Thanks for the reproducer.
I'll try it myself when I get to it.

> So what do we conclude? Is this a kernel bug or works as designed?
>

Exposing EOPENSTALE to userspace is definitely a kernel bug.


>> Oh my. I completely misread your report before. I though you were
>> trying to read from the event->fd. Now I understand that you mean read
>> from fanotify fd. That will definitely return the error, but only in
>> the special case where open error happened on the first event being
>> read to the buffer. If error happens after adding some events to the
>> buffer, fanotify process will not know about this. Regular event will
>> be silently dropped and permission event will be denied.
>>
>> [...]
>>
>> You do NOT need to call fanotify_init() again, the next read will read
>> the next event.
>
> It does appear that reading the fanotify fd again does the trick.
>
> However, the client gets an EPERM instead of ENOENT, which is a bit
> weird.
>

Why would the client get ENOENT? That EOPENSTALE event is already
consumed, the client reads the next event in the queue.

>> The fix seems trivial and I can post it once you have the test:
>> - return EAGAIN for read in case of a single event in queue without fd
>> so apps getting the read error will have a good idea what to do
>> - in case of non single event, maybe copy event with error on event->fd
>> to the buffer for specific errors that make sense to report (EMFILE)
>> so a watcher checks the values of negative event->fd can maybe do
>> something about it (e.g. provide a smaller buffer).
>
> EAGAIN would be perfect for me since I'm using fanotify in a nonblocking
> mode. It might be a bit surprising in the blocking case.
>
>

Can you please try this patch?

#### Saved data entries
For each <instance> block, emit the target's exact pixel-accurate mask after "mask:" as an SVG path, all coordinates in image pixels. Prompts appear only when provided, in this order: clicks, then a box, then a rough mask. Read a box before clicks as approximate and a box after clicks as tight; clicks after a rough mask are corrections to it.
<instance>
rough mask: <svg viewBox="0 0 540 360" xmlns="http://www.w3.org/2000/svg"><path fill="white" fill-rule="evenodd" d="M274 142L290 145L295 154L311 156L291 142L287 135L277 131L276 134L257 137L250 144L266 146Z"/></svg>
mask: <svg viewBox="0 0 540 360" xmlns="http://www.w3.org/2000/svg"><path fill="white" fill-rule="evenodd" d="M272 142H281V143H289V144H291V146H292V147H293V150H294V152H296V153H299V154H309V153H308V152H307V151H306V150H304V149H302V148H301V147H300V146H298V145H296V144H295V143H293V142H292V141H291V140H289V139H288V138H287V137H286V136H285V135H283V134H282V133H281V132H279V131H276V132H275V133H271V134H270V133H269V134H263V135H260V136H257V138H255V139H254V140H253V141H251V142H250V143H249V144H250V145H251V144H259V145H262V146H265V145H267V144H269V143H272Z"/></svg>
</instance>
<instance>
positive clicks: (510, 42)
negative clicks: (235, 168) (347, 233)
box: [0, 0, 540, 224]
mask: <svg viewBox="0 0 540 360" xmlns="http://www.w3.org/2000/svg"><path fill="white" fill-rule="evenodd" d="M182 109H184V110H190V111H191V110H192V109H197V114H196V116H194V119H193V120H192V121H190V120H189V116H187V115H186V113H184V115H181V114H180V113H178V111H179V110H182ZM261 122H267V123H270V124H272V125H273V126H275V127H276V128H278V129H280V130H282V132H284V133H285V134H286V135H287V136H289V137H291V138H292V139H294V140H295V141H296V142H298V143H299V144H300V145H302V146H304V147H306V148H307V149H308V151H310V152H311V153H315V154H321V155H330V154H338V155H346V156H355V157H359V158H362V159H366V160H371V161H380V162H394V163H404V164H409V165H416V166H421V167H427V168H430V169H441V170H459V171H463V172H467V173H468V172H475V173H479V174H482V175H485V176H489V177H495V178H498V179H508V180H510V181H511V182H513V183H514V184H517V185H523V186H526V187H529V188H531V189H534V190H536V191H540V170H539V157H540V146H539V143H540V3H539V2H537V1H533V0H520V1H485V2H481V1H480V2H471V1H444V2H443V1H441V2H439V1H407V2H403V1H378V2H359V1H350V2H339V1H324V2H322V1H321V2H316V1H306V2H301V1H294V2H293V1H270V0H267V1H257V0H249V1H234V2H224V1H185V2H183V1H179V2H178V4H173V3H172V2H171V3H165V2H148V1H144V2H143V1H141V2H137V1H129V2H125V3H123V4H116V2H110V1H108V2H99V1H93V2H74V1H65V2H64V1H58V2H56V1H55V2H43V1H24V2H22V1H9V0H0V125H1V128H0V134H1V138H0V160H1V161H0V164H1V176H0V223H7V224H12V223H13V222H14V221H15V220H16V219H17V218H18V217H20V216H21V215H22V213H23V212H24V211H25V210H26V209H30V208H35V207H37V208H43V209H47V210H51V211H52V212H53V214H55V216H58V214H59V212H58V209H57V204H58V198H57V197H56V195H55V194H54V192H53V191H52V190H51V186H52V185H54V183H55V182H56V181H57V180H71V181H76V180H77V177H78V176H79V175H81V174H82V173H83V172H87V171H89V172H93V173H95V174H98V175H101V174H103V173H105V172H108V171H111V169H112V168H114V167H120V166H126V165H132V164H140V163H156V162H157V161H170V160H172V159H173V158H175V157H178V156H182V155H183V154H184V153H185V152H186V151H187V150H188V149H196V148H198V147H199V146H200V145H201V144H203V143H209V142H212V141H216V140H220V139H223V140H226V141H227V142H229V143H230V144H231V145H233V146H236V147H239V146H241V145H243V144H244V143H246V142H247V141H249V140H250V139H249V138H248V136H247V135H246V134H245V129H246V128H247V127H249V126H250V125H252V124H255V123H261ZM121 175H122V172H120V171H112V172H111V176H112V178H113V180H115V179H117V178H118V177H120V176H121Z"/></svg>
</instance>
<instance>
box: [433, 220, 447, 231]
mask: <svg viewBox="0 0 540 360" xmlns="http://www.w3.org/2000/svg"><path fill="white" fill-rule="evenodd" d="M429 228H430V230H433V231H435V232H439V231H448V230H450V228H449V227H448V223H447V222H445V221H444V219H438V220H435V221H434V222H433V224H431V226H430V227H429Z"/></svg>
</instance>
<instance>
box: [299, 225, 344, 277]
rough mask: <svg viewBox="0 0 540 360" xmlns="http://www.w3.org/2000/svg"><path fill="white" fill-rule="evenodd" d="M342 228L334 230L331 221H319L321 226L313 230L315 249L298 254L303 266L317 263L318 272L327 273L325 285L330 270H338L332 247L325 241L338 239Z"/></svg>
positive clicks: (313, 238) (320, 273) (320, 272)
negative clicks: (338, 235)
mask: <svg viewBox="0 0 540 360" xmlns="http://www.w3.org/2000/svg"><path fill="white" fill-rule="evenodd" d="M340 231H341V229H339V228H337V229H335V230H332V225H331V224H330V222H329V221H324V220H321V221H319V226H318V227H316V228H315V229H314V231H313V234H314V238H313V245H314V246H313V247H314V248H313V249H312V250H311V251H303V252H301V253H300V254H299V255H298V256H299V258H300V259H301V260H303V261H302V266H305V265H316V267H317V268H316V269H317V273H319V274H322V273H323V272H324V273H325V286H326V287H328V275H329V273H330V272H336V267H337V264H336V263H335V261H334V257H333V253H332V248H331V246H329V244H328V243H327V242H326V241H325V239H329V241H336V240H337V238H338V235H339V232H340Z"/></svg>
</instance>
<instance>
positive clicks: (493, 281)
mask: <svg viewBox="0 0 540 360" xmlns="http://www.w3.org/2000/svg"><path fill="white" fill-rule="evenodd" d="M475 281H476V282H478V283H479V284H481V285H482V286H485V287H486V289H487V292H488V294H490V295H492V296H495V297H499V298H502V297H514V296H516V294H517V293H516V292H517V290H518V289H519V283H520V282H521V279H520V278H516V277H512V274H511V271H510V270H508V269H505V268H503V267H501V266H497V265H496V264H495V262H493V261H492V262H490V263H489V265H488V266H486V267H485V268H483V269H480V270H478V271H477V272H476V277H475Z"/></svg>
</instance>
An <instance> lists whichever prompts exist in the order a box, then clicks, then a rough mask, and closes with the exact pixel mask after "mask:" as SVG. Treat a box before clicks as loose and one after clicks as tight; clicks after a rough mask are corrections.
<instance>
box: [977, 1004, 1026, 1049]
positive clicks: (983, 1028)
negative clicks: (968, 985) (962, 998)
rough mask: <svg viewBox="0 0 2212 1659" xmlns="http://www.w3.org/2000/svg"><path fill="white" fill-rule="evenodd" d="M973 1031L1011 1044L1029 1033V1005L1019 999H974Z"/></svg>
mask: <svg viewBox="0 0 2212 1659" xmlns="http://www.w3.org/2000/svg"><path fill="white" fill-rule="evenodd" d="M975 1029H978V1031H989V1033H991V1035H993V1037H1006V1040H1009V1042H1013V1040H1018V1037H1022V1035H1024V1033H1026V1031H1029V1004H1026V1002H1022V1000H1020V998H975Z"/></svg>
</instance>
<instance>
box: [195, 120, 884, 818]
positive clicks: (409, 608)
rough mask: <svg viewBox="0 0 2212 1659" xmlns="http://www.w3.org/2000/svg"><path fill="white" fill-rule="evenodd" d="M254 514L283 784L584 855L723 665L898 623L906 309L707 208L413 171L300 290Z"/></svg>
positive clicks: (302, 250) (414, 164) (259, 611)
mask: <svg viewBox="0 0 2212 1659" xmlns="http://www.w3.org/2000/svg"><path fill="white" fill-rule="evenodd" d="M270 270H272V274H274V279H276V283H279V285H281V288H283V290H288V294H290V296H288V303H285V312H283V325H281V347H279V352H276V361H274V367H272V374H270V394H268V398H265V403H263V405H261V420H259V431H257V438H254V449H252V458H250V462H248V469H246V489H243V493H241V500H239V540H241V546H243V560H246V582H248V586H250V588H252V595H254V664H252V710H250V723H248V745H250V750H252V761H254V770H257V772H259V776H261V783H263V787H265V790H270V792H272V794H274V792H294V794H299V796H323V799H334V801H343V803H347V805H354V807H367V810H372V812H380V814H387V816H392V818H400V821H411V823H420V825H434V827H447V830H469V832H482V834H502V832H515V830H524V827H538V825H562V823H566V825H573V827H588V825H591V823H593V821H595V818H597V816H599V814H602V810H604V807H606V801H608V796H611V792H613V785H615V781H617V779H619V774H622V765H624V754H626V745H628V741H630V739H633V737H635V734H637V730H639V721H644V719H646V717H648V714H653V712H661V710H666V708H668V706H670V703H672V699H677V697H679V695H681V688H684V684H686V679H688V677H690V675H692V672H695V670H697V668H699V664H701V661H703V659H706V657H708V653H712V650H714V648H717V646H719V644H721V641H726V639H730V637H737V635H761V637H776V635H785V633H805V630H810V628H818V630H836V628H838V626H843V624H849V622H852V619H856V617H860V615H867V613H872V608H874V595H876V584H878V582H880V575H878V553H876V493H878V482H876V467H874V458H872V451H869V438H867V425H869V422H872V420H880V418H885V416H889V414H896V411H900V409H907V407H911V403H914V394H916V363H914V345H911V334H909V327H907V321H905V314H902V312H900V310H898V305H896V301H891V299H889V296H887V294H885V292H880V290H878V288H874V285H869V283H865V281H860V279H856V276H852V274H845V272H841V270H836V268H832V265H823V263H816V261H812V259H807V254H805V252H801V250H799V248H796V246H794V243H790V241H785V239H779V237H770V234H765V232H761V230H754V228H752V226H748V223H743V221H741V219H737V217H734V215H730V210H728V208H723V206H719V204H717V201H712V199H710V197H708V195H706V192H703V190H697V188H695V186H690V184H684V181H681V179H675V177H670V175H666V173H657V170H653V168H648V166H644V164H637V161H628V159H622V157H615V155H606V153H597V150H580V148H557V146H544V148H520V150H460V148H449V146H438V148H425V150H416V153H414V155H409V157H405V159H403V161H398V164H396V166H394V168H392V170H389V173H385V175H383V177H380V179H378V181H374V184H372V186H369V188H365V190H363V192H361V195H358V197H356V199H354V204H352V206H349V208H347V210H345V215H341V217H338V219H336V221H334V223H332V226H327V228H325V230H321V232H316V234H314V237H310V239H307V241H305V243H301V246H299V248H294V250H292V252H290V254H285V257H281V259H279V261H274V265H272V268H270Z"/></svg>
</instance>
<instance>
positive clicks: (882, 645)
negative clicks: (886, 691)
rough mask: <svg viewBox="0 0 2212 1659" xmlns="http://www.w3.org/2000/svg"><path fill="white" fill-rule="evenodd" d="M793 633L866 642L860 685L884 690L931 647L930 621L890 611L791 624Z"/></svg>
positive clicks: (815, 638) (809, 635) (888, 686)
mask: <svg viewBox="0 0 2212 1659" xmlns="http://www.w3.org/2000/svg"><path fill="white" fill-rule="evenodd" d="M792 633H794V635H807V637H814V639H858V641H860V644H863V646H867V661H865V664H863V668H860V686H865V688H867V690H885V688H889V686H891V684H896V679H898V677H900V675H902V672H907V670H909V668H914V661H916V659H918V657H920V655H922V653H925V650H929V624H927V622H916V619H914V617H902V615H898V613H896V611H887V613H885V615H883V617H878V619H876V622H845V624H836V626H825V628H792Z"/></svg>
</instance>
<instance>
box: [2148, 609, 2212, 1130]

#### Task instructions
**a)** Translate this sentence from the fanotify discussion into Spanish: "Exposing EOPENSTALE to userspace is definitely a kernel bug."
**b)** Tally the lines of the records that contain the string "pixel", treating uppercase and lowercase as distinct, and state only the number.

#### Answers
**a)** Exponer EOPENSTALE al espacio de usuario es definitivamente un error del kernel.

**b)** 2